**Aim of the exercise**
All of the data needs to come back exactly as written.

**Records provided**
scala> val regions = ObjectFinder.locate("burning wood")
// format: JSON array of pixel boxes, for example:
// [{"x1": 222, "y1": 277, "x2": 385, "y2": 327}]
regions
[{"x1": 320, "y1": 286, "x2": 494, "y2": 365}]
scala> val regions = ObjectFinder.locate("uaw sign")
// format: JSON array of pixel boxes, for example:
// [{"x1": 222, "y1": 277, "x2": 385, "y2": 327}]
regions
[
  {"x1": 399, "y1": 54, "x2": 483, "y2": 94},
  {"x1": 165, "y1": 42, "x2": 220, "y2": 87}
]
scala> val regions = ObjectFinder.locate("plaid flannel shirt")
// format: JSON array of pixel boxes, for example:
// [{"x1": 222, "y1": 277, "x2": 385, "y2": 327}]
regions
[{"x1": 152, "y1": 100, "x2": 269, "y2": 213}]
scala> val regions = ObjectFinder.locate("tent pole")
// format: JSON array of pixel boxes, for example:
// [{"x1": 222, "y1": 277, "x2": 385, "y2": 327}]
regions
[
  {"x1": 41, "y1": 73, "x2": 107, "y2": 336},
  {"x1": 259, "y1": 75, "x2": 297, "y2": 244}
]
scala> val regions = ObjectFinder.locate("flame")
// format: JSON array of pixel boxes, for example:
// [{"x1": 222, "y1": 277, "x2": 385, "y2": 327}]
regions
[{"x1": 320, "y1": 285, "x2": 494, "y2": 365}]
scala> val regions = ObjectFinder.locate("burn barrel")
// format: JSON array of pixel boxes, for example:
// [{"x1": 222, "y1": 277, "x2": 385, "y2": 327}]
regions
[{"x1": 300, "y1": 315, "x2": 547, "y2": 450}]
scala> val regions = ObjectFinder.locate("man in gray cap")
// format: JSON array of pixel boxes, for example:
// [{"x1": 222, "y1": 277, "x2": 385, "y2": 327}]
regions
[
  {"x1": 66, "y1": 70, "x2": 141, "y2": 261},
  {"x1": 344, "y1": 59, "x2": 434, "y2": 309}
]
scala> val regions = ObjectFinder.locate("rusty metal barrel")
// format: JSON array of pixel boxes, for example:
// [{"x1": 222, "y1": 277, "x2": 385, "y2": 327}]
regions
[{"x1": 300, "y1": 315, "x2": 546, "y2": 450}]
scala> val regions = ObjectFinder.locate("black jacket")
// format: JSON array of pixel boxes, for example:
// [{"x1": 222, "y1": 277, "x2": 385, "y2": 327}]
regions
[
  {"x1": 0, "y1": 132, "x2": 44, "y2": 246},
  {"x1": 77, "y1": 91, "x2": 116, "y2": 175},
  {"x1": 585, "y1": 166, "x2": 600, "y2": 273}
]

**Task output**
scala> val regions = ObjectFinder.locate("burning wood")
// format: JSON array of pixel boxes, for example:
// [{"x1": 222, "y1": 277, "x2": 385, "y2": 327}]
regions
[{"x1": 320, "y1": 286, "x2": 494, "y2": 365}]
scala> val regions = ObjectFinder.locate("uaw sign")
// format: JSON array of pixel boxes, for example:
// [{"x1": 222, "y1": 277, "x2": 385, "y2": 327}]
regions
[
  {"x1": 399, "y1": 54, "x2": 483, "y2": 94},
  {"x1": 165, "y1": 42, "x2": 220, "y2": 87}
]
scala> val regions = ObjectFinder.locate("plaid flannel shirt")
// format: JSON array of pixel boxes, for example:
// [{"x1": 222, "y1": 277, "x2": 385, "y2": 327}]
regions
[{"x1": 152, "y1": 100, "x2": 269, "y2": 213}]
scala> val regions = ObjectFinder.locate("tent pole")
// format: JSON array of pixel boxes, for example:
// [{"x1": 222, "y1": 277, "x2": 385, "y2": 327}]
regions
[
  {"x1": 41, "y1": 73, "x2": 107, "y2": 336},
  {"x1": 259, "y1": 75, "x2": 297, "y2": 244}
]
scala> val regions = ObjectFinder.locate("flame")
// format: JSON array of pixel boxes, for example:
// [{"x1": 222, "y1": 277, "x2": 385, "y2": 327}]
regions
[{"x1": 320, "y1": 285, "x2": 494, "y2": 365}]
scala> val regions = ObjectFinder.locate("burn barrel")
// format: JSON array of pixel boxes, for example:
// [{"x1": 222, "y1": 277, "x2": 385, "y2": 327}]
regions
[{"x1": 300, "y1": 315, "x2": 547, "y2": 450}]
scala> val regions = ObjectFinder.locate("man in gray cap")
// format: JSON array of pixel boxes, for example:
// [{"x1": 222, "y1": 277, "x2": 385, "y2": 327}]
regions
[
  {"x1": 66, "y1": 70, "x2": 141, "y2": 261},
  {"x1": 344, "y1": 59, "x2": 434, "y2": 309}
]
scala> val regions = ObjectFinder.locate("rusty metal barrel")
// format: JSON array of pixel boxes, for example:
// [{"x1": 222, "y1": 277, "x2": 385, "y2": 327}]
regions
[{"x1": 300, "y1": 315, "x2": 546, "y2": 450}]
scala> val regions = ObjectFinder.locate("black jacket")
// format: JSON array of pixel boxes, for example:
// [{"x1": 222, "y1": 277, "x2": 385, "y2": 327}]
regions
[
  {"x1": 0, "y1": 132, "x2": 44, "y2": 246},
  {"x1": 77, "y1": 91, "x2": 116, "y2": 175},
  {"x1": 585, "y1": 166, "x2": 600, "y2": 273}
]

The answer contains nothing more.